AIM OF THE EXERCISE: Locate every line in the entries below that contains the word "dramatic", and copy each of those lines.

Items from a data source
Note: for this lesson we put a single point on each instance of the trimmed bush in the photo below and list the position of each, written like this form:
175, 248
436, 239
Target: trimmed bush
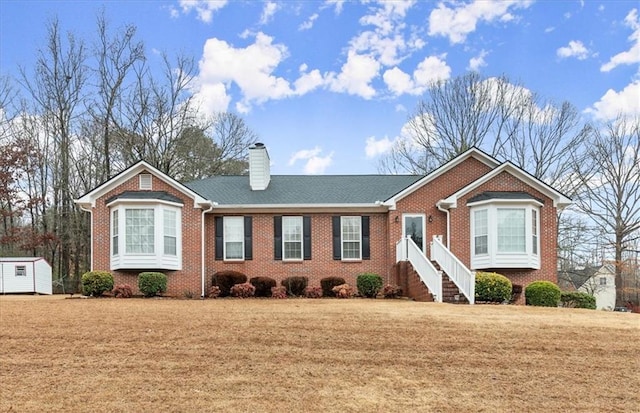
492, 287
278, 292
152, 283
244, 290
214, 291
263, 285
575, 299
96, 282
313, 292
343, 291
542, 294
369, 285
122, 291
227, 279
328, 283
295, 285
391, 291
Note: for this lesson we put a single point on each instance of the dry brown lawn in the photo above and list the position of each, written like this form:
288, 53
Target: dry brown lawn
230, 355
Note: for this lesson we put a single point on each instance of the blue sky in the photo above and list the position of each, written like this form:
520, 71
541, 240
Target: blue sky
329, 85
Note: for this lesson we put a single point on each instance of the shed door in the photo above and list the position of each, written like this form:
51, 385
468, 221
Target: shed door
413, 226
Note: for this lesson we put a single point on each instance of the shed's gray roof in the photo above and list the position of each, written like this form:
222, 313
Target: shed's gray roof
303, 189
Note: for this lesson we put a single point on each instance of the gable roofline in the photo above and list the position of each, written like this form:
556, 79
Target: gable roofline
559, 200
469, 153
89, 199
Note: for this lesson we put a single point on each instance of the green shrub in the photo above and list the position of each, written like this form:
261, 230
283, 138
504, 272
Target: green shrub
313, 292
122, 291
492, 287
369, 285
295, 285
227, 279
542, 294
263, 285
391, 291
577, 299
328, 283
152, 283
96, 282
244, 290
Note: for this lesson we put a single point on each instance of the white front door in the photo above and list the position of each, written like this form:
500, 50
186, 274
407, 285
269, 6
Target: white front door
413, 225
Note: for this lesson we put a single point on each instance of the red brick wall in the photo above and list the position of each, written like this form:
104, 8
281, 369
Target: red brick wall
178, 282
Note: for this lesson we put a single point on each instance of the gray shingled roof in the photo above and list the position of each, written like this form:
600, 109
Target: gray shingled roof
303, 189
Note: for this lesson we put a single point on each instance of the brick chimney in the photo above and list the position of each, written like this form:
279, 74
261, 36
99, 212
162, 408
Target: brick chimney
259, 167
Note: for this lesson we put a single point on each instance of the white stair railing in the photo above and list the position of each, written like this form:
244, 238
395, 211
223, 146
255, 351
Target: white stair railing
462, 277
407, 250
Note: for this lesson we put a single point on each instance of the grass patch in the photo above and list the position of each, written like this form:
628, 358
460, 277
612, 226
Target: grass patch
...
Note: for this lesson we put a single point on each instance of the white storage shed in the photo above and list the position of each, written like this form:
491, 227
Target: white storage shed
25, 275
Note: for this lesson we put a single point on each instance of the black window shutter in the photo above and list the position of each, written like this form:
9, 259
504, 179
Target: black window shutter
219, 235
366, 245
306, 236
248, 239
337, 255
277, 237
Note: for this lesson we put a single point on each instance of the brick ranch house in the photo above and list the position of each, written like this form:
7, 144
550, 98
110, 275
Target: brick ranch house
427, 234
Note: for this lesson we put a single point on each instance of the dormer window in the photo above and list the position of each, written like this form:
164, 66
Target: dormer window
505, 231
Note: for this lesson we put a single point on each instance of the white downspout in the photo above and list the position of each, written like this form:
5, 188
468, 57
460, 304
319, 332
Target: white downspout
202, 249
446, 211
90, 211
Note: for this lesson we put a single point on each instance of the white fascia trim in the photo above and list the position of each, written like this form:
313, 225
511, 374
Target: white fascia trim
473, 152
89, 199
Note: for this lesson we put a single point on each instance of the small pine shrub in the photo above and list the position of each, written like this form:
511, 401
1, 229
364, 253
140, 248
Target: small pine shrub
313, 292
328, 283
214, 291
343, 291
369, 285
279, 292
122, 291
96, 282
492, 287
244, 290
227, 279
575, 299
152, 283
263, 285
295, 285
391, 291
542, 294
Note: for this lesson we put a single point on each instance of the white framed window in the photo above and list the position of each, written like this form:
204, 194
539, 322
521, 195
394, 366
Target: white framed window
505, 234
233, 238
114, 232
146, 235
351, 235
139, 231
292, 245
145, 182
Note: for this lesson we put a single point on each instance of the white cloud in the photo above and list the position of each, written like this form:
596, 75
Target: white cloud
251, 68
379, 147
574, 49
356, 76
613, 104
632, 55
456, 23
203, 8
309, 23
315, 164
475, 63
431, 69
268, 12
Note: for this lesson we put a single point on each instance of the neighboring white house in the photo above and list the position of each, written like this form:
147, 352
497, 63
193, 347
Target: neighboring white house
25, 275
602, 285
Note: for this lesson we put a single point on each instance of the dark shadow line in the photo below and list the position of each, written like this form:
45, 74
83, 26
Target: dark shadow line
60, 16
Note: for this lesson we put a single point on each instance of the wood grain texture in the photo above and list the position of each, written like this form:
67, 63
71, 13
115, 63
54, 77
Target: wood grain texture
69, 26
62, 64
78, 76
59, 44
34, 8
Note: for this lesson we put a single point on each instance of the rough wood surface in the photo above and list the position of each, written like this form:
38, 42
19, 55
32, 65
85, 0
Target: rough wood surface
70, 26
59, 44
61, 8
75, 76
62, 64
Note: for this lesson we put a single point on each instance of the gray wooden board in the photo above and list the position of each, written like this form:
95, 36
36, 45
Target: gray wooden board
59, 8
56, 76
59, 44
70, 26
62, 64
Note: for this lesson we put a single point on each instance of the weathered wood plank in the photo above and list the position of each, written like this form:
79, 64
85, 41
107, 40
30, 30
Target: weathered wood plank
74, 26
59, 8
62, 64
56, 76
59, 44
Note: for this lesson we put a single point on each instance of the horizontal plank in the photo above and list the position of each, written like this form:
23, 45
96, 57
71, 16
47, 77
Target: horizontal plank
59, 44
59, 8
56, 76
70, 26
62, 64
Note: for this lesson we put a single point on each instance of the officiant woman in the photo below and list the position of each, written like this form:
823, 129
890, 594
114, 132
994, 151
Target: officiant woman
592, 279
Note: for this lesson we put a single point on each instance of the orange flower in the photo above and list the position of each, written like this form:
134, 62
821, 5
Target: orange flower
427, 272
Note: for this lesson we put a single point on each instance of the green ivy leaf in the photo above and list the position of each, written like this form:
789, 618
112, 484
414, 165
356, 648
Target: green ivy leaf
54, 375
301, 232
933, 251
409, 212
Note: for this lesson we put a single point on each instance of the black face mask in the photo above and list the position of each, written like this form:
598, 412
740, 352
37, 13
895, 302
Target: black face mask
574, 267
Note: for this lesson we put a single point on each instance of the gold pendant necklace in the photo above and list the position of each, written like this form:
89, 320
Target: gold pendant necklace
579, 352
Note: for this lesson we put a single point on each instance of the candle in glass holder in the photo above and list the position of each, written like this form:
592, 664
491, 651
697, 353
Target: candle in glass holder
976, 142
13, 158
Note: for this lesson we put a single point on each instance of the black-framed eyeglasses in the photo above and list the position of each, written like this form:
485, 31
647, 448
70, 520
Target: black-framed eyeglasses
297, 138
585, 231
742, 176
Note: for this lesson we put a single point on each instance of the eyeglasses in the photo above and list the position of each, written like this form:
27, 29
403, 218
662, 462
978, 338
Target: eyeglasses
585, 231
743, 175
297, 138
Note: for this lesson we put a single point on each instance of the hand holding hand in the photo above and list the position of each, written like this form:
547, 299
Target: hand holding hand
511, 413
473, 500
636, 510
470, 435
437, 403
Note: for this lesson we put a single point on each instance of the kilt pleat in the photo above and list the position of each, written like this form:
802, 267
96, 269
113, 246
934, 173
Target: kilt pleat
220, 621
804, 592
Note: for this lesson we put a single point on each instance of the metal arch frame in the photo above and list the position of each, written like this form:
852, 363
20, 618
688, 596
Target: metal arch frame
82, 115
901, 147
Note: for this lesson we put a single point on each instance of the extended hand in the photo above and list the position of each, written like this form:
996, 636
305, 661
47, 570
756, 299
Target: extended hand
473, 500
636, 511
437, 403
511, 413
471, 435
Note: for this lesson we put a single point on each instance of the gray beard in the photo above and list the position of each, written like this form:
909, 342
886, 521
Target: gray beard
* * *
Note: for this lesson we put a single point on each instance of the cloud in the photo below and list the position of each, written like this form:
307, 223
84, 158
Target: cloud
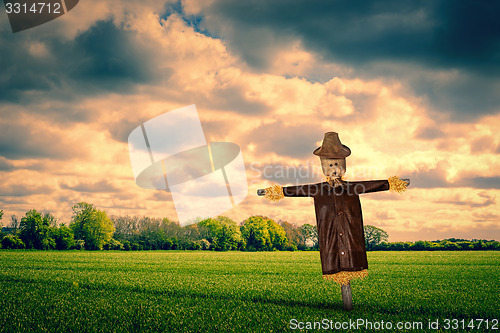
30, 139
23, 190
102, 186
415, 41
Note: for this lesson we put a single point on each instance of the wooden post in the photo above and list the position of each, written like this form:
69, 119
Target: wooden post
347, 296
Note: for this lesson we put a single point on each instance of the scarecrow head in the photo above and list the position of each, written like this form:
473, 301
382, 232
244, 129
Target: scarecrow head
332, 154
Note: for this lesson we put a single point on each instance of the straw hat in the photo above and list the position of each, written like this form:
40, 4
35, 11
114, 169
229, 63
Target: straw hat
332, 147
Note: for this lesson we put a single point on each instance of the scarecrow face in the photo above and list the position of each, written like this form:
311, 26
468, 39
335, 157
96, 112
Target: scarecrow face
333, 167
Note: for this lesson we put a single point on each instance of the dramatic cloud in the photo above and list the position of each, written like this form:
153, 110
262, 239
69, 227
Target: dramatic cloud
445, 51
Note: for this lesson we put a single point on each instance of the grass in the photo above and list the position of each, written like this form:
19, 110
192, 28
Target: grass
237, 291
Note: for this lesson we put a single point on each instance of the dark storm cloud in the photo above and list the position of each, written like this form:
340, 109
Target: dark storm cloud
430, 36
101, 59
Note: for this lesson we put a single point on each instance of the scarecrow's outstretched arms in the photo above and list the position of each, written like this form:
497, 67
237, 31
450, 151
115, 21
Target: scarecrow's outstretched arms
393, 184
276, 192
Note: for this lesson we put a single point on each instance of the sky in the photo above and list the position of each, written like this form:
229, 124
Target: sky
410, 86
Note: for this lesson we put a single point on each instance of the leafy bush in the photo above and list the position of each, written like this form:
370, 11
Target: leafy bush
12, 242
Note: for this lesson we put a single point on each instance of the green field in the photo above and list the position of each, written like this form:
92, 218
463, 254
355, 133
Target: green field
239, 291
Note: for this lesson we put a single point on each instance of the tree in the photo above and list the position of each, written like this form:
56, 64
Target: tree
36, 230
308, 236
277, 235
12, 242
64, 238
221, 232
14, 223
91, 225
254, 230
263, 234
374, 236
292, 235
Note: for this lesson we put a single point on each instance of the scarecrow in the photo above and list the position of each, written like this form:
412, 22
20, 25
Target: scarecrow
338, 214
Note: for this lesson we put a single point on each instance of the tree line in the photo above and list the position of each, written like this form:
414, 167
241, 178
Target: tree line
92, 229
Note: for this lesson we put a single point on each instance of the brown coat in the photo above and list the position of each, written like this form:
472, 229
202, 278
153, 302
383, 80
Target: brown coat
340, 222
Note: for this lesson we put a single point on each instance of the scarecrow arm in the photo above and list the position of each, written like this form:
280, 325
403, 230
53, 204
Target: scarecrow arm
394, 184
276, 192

THE OUTPUT:
Note: for this lesson we put a single point on each instance of the dramatic cloud in the photo above and list the position of each, written like this form:
Target: dramatic cloud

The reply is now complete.